## DATA ENTRIES
.....
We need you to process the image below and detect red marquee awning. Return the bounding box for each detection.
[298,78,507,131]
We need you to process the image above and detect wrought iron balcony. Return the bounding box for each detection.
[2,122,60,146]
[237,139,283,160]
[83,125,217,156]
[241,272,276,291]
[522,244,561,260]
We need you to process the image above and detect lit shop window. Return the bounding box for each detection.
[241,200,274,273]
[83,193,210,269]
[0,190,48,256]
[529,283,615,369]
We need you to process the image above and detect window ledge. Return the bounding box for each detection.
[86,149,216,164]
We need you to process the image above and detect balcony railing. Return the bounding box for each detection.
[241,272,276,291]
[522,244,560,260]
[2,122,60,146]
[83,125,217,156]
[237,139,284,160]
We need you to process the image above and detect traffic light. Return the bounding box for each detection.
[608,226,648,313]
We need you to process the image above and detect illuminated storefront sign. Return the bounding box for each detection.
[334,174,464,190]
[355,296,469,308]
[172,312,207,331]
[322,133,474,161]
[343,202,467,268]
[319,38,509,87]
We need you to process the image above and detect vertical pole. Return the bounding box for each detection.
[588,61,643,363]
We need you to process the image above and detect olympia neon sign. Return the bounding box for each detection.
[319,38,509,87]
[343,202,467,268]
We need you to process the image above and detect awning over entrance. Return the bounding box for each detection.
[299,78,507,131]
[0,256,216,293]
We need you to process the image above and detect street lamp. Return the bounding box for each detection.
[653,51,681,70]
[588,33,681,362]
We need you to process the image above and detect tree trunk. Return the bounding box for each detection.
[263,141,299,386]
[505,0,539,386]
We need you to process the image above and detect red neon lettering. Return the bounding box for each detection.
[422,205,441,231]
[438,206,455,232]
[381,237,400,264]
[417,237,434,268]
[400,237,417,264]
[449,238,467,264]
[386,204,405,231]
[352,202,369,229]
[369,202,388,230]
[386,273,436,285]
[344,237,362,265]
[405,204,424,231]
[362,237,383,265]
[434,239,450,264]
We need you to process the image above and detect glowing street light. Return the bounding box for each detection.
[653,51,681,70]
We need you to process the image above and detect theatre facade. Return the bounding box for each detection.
.....
## WHAT YOU HAVE TO DO
Present all of the rows above as a numbered list, omitting any blank lines.

## FULL ANSWER
1. We need you to process the image below and detect red marquee awning. Return the bounding box for each detection.
2. [298,78,507,131]
3. We need you to process the image above and detect wrought iron balcony. Return the bounding box for each detection.
4. [2,122,60,146]
5. [237,139,283,160]
6. [83,125,217,156]
7. [241,272,276,291]
8. [522,244,561,260]
9. We need you to process the image above and detect lit shop window. Return the bounding box for each detection.
10. [241,200,274,273]
11. [83,193,210,269]
12. [0,190,48,256]
13. [529,283,615,369]
14. We need you to process the image above and detect window ledge. Return the bounding box for each detection.
15. [86,149,216,164]
16. We need you to process the image above and detect balcony railing. Return the bounding box for each detection.
17. [241,272,276,291]
18. [522,244,560,260]
19. [2,122,60,146]
20. [83,125,217,156]
21. [237,139,284,160]
22. We need you to process the image above and detect traffic light. Return the bounding box for each detection.
23. [608,226,648,313]
24. We need you to process the image above and detect illuminated storefront sign. Return the bounding box for each detection.
25. [334,174,464,190]
26. [355,296,469,308]
27. [172,312,207,331]
28. [322,133,474,161]
29. [343,202,467,268]
30. [319,38,509,87]
31. We need you to process the image above and detect vertical pole. Return the bounding box for each detection.
32. [588,61,643,363]
33. We need you to process the image above and detect olympia neon sign. Return the bounding box for each detection.
34. [319,38,509,87]
35. [343,202,467,268]
36. We need you to process the image above and detect awning over entrance. Return the bounding box for each detection.
37. [299,78,507,131]
38. [0,256,216,293]
39. We need you to process the image above and detect street lamp. Return the bounding box for each detection.
40. [653,51,681,70]
41. [588,33,681,362]
42. We need you to process the image above and detect tree trunk. Return the bounding box for each detection.
43. [263,141,299,386]
44. [505,0,539,386]
45. We need you to process the image above and detect red neon lettering. Return the bounding box for each detection.
46. [422,205,441,231]
47. [438,206,455,232]
48. [381,237,400,264]
49. [417,237,434,268]
50. [400,237,417,264]
51. [449,238,467,264]
52. [386,204,405,231]
53. [352,202,369,229]
54. [369,202,388,230]
55. [386,273,436,285]
56. [344,237,362,265]
57. [405,204,424,231]
58. [362,237,383,265]
59. [434,239,450,264]
60. We need you to process the image above and detect glowing street light. Return the bounding box for each detection.
61. [653,51,681,70]
62. We need you to process the image above and detect theatre facade. Return the bounding box for each detection.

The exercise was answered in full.